### Exercise objective
In the opinion piece on 3D television, what does the writer say 3D adds to the viewing experience?

### Text passage
= Beginning of Section =

I can understand its an interesting new concept and an accomplishment we've been able to come up with the technology to make 3D viewing possible at home. But why is it even necessary. Whats wrong with normal TV and normal films. I don't think 3D really adds anything to the experience apart from a headache. I can't understand why people would pay loads of money to replace their TVs with 3D capable ones just for that extra feature. Not to mention forking out for those stupid glasses that you then have to wear constantly just to get the 3D effect. Why do we constantly feel the need to improve something that doesn't need improving.

We've made alot of advancements in viewing technology in recent years, like the shift to HD and then full HD, but 3D viewing is not something I would of thought as worthwhile. I can see the value in increasing the viewing experience by improving the quality and clarity of the image through HD but what does 3D actually add? I don't think it even fully works. But this what we have always done and will continue to do. Advance, innovate and improve. Hopefully we'll pass through 3D pretty quickly and be onto the next big thing! God knows what that will be. Full virtual reality maybe!

= End of Section =

### Given information
= Beginning of Section =

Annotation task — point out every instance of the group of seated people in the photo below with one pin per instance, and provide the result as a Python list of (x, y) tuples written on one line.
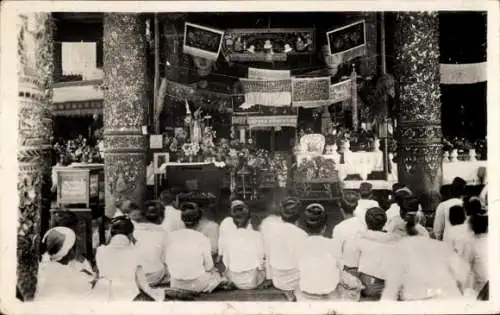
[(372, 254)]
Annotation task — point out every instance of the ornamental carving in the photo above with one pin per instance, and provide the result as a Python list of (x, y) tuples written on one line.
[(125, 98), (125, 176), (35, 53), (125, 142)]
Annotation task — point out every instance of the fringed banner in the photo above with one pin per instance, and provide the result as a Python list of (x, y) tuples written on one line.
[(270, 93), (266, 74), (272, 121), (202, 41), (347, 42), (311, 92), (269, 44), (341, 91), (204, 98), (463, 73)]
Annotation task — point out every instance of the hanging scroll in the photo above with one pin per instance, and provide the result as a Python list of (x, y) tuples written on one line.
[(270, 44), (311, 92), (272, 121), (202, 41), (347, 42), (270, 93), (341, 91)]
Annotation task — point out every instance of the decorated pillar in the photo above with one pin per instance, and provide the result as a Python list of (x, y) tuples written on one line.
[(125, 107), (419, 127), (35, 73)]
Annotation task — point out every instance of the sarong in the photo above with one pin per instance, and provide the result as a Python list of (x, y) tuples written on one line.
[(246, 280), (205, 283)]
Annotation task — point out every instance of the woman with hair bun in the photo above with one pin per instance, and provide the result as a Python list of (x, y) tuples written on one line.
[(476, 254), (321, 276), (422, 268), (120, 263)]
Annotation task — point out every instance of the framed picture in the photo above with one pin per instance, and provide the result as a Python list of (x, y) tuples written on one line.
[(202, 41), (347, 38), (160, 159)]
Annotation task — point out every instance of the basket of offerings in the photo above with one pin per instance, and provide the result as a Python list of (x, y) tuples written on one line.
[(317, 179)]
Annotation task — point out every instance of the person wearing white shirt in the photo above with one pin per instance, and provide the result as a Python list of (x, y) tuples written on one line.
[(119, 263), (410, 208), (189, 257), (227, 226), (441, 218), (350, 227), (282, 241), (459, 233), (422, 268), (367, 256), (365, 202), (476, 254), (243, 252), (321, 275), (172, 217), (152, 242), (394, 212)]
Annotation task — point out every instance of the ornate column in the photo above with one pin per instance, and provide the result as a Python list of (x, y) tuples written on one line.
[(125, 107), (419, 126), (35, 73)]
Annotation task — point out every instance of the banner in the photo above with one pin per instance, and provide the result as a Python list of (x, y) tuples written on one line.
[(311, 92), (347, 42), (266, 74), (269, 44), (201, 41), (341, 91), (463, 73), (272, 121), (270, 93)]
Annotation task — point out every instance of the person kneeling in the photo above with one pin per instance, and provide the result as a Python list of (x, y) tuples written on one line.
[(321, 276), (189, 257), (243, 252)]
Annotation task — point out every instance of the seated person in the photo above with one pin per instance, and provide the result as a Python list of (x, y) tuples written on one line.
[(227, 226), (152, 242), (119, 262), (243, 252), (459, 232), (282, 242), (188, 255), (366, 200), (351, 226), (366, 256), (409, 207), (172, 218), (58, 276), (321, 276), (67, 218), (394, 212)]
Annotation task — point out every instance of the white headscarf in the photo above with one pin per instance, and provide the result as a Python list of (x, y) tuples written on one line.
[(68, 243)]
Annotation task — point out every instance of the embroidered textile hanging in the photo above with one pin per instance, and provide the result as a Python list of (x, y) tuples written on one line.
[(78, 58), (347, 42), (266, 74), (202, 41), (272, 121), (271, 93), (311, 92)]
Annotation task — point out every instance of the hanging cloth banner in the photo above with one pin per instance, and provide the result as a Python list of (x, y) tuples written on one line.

= End of Section =

### Expected answer
Nothing apart from a headache.